═══ ПРИВЕДЁННЫЙ ОТРЫВОК ═══

Новикова Мария Лукьяновна,Белгородская область, Шебекинский район,Большетроицкое п/о, с. Осиповка

Семья раскулаченных крестьян


Вспоминает Мария Федоровна Шутова, 1924 года рождения: «В том страшном 37-ом году среди репрессированных двенадцати односельчан оказался и наш отец Федор Трофимович Кисилев. Он был убежденным коммунистом, но в селе его любили, работал в кооперативной торговле. К людям относился по-человечески, жалел, я так думаю, что за это и пострадал: как раз собирались переизбирать председателя колхоза, народ хотел отца, о нем даже частушку сложили:
Что нам Сталин, что Бубнов,
Коль есть Федор Кисилев.

Вот и забрали ночью за день до перевыборов. Мне было 12 лет, уже кое-что понимала. Ясно было, что по «сигналу» приехали за отцом. А у нас сразу же отняли корову, огород - даже не дали выращенную картошку выкопать. Остались в зиму без главного продукта. Брат и я с мамой жили в селе, другой брат был в армии. А председатель Новиков, памятуя, видимо, что отец мог его место занять, откровенно издевался над матерью. День отработает на колхозном поле, а на ночь как жену врага он запирает ее в конторе. И бил, и оскорблял. Продолжалось это аж до 43-го года, пока не появилась в нашем доме Ольга Петровна Булавко, эвакуированная из Ленинграда. Она пожаловалась в район, его предупредили, но не убрали. С тех пор отстал от матери. Но забыть такого она не смогла до самой смерти. Да что она, если я до сих пор испытываю страх перед любым начальством, уже и умирать скоро, и время другое, а все страх не отпускает».

Вспоминает Вера Антоновна Сизикова (Маслянинский район Новосибирской области):
«…Сестру вместе с мужем и тремя детьми (3-х, 5 и 7 лет) выслали в Нарым. Сумела она как-то передать две весточки. Писала, как в ледяной холод шел обоз по заснеженной тайге. Младших несли родители на руках, следуя пешком за обозом. Коченели, немели озябшие руки, и не было сил удержать дитя. Если ребенок выпадал, матери не давали его поднять - оставался холмиком заснеженным на дороге. А на безумные крики матери был ответ конвоиров: «Не ори, все равно сдохнет». Половина взрослых умерла по пути, а дети - почти все погибли. Остались и Маша и Гаврик лежать на дороге, даже земле не придала, бедных. Поселились в шалашах, палатках: холодно, голодно. Оставшиеся дети летом умерли один за другим, ушла и старшенькая, Верочка. Умирала - просила молочка, но был только хлеб - кусочек, в нем опилок больше, чем муки, не угрызть ослабшему ребенку. Писала сестра о работе: раскорчевывала пни, лопатами копали вязкую болотистую землю, строили дорогу. Не прожила сестричка и года, осталась навечно в ледяной северной земле вместе с детками».

═══ РАЗДЕЛ ДАННЫХ ═══

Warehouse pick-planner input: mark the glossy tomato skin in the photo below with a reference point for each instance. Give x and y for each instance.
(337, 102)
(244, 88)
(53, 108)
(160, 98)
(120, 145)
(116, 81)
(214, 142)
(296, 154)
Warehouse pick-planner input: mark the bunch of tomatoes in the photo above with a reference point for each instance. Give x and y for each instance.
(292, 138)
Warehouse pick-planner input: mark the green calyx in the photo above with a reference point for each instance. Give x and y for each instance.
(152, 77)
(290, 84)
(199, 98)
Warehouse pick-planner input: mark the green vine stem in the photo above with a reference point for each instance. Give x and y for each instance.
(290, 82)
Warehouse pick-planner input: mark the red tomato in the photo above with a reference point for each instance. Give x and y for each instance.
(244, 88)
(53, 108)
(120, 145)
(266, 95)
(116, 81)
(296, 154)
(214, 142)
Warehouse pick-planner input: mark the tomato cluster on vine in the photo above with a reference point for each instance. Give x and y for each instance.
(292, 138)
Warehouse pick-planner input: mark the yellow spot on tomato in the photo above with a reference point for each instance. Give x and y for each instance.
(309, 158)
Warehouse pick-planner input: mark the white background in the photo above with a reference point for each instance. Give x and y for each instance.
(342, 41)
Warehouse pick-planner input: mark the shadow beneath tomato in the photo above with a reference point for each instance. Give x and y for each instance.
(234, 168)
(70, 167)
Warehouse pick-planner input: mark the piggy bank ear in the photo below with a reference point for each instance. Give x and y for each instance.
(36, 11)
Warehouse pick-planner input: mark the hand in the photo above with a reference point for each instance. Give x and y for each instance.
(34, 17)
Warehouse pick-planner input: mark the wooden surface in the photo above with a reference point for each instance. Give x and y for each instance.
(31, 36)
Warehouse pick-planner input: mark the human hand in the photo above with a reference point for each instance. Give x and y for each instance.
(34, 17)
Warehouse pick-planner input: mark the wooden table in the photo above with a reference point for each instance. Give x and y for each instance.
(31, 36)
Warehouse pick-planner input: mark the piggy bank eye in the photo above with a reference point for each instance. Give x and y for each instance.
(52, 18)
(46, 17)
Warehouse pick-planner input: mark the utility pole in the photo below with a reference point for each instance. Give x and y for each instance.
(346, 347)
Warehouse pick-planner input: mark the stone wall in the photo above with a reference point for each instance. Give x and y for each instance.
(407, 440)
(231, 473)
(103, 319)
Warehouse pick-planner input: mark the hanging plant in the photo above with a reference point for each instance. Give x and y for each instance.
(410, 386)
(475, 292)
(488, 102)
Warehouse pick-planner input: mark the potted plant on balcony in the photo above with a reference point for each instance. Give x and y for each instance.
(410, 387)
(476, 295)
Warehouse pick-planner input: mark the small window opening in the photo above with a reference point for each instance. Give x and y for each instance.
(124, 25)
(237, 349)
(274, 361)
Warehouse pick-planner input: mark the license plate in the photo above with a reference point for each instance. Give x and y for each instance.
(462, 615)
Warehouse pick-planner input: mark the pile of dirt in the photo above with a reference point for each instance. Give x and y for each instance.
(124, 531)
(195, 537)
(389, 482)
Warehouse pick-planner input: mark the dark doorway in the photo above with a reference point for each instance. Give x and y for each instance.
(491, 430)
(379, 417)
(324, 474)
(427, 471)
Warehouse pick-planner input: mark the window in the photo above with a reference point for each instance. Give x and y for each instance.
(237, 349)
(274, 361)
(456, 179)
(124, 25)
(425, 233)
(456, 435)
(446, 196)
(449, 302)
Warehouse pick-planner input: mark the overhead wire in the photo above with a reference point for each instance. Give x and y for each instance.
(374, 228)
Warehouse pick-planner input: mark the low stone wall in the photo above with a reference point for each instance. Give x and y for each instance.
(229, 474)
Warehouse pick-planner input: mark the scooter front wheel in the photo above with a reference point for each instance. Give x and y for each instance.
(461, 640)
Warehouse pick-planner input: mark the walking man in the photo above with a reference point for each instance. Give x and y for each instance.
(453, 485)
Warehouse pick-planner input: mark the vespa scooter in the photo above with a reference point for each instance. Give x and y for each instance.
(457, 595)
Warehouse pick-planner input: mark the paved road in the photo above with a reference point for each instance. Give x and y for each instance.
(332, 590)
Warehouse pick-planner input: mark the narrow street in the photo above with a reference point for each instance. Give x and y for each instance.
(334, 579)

═══

ЗАДАНИЕ:
Перепишите дословно фрагмент отрывка о семье раскулаченных крестьян начиная со слов «Семья раскулаченных крестьян» вплоть до слов «есть Федор Кисилев.» включительно. Эти данные представляют собой отдельный материал и с отрывком не связаны.

РЕШЕНИЕ ЗАДАЧИ:
Семья раскулаченных крестьян


Вспоминает Мария Федоровна Шутова, 1924 года рождения: «В том страшном 37-ом году среди репрессированных двенадцати односельчан оказался и наш отец Федор Трофимович Кисилев. Он был убежденным коммунистом, но в селе его любили, работал в кооперативной торговле. К людям относился по-человечески, жалел, я так думаю, что за это и пострадал: как раз собирались переизбирать председателя колхоза, народ хотел отца, о нем даже частушку сложили:
Что нам Сталин, что Бубнов,
Коль есть Федор Кисилев.